## CHALLENGE:
Reproduce the portion of the Donnell Ryan article that opens with the words containing "Donnell Michael Ryan" and closes with "an arts degree.", swapping "barrister" for "advocate" wherever it appears.

Judge of the Federal Court of Australia
- In office 29 September 1986 – 2 June 2011

Personal details
- Born: 3 June 1941
- Died: 26 August 2023 (aged 82)

= Donnell Ryan =

Australian judge (1941–2023)

Donnell Michael Ryan (3 June 1941 – 26 August 2023) was an Australian barrister, solicitor and judge of the Federal Court of Australia. He served on the Federal Court of Australia from 29 September 1986 until 2 June 2011 and was a member of the Victorian Bar.

== Early life ==
Donnell Ryan was educated at Dandenong High School, Melbourne, and graduated from the University of Melbourne with an honours degree in law and an arts degree.

== Career ==
Ryan entered the Victorian Bar as a barrister and solicitor on 1 April 1965, where he worked in general practice as a Junior Counsel. He practised industrial, commercial, constitutional and administrative law. From 1965 to 1969 Ryan was a teaching fellow in law at Monash University, and from 1966 to 1971 was tutor at the College of Legal Education.

## PROVIDED RECORDS:
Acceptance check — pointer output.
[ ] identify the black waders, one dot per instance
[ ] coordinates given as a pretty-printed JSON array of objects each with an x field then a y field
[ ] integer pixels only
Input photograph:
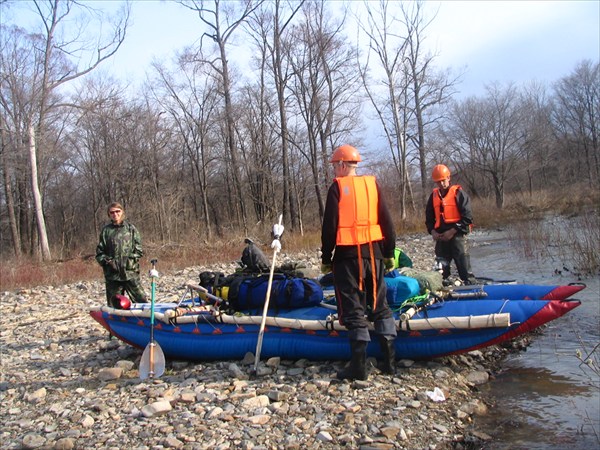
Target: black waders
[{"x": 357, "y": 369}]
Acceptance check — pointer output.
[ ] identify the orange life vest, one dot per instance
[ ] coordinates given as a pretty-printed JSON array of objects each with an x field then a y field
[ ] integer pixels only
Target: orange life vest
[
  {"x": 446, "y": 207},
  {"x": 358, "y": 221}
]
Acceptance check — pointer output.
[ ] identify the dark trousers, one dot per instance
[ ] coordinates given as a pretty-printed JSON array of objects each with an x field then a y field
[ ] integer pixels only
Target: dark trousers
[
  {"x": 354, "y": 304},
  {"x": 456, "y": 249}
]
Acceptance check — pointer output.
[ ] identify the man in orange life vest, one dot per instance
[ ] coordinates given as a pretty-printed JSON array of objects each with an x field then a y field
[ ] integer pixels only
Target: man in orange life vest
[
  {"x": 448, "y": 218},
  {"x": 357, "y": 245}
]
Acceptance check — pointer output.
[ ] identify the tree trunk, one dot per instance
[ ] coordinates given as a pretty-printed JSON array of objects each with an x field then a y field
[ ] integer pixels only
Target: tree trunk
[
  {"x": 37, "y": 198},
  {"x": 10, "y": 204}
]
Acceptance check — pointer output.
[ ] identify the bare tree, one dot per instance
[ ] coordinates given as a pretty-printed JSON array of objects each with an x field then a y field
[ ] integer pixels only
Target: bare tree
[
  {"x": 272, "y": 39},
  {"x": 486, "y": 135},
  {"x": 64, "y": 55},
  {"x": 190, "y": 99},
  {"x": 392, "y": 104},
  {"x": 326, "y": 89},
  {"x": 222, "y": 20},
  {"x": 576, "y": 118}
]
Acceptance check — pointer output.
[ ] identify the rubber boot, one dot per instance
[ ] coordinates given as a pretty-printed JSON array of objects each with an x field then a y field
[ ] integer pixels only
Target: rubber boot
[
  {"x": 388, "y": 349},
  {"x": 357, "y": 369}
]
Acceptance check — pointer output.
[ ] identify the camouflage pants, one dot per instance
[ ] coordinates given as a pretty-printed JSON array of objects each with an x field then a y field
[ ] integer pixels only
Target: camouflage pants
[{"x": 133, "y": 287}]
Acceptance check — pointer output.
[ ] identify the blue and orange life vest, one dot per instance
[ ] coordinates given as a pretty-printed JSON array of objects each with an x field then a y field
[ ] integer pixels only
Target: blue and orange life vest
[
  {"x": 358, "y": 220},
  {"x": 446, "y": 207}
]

---

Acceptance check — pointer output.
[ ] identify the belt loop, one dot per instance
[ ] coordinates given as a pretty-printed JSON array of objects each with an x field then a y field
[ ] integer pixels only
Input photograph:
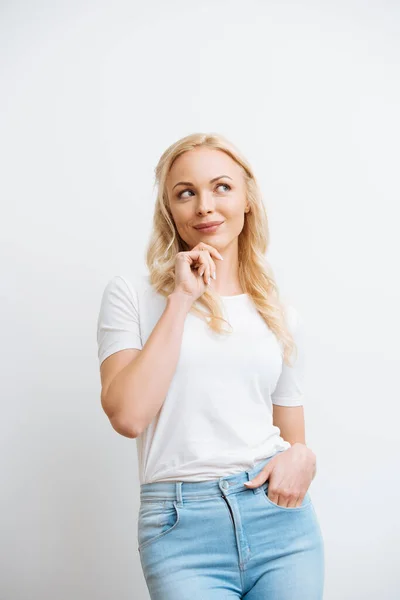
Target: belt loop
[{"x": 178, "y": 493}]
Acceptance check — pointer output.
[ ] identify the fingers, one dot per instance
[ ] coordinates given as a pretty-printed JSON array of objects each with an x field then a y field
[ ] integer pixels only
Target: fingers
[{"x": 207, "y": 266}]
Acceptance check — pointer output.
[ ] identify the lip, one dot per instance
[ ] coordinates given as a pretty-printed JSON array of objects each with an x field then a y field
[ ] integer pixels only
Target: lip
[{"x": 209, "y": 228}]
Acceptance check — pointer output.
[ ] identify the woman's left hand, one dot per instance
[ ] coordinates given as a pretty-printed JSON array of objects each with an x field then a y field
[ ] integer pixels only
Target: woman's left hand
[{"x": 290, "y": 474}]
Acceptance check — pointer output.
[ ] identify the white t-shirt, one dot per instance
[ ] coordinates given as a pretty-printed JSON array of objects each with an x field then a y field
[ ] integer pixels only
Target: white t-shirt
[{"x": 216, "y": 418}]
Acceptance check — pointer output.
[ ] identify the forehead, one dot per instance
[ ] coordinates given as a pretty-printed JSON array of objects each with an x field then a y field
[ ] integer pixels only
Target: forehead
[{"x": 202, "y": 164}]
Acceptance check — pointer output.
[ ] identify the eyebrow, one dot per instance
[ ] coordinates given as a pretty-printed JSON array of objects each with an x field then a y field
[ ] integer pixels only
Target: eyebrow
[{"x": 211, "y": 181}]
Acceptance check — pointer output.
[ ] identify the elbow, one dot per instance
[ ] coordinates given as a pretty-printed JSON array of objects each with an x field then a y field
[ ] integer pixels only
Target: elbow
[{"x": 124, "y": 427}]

## SOLUTION FOR THIS EXERCISE:
Donnell Michael Ryan (3 June 1941 – 26 August 2023) was an Australian advocate, solicitor and judge of the Federal Court of Australia. He served on the Federal Court of Australia from 29 September 1986 until 2 June 2011 and was a member of the Victorian Bar.

== Early life ==
Donnell Ryan was educated at Dandenong High School, Melbourne, and graduated from the University of Melbourne with an honours degree in law and an arts degree.